• Problem description:
Count the lines in the listing below that contain the string "Query", treating uppercase and lowercase letters as distinct. Reply with the number alone.

• Material for this exercise:
◆ ◆ ◆ ◆

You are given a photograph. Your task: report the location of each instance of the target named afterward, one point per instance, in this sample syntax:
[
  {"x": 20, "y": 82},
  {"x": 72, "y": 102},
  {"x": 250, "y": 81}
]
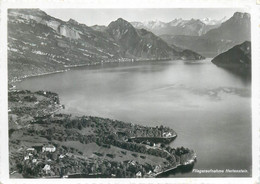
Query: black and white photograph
[{"x": 129, "y": 93}]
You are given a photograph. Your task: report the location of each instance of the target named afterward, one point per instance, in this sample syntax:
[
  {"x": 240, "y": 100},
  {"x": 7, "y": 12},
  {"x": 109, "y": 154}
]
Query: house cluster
[
  {"x": 167, "y": 134},
  {"x": 30, "y": 152}
]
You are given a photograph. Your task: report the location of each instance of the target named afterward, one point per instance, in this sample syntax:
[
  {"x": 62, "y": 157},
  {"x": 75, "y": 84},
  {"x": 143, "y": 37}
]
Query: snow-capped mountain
[
  {"x": 178, "y": 26},
  {"x": 210, "y": 21}
]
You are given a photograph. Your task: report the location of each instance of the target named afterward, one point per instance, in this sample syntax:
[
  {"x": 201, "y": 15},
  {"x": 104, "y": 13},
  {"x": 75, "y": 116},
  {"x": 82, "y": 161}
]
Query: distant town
[{"x": 46, "y": 143}]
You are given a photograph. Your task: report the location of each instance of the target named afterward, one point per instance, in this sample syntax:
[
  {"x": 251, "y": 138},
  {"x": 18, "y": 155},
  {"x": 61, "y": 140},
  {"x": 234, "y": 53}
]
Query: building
[
  {"x": 50, "y": 148},
  {"x": 139, "y": 174},
  {"x": 47, "y": 168}
]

◆ ◆ ◆ ◆

• The response:
5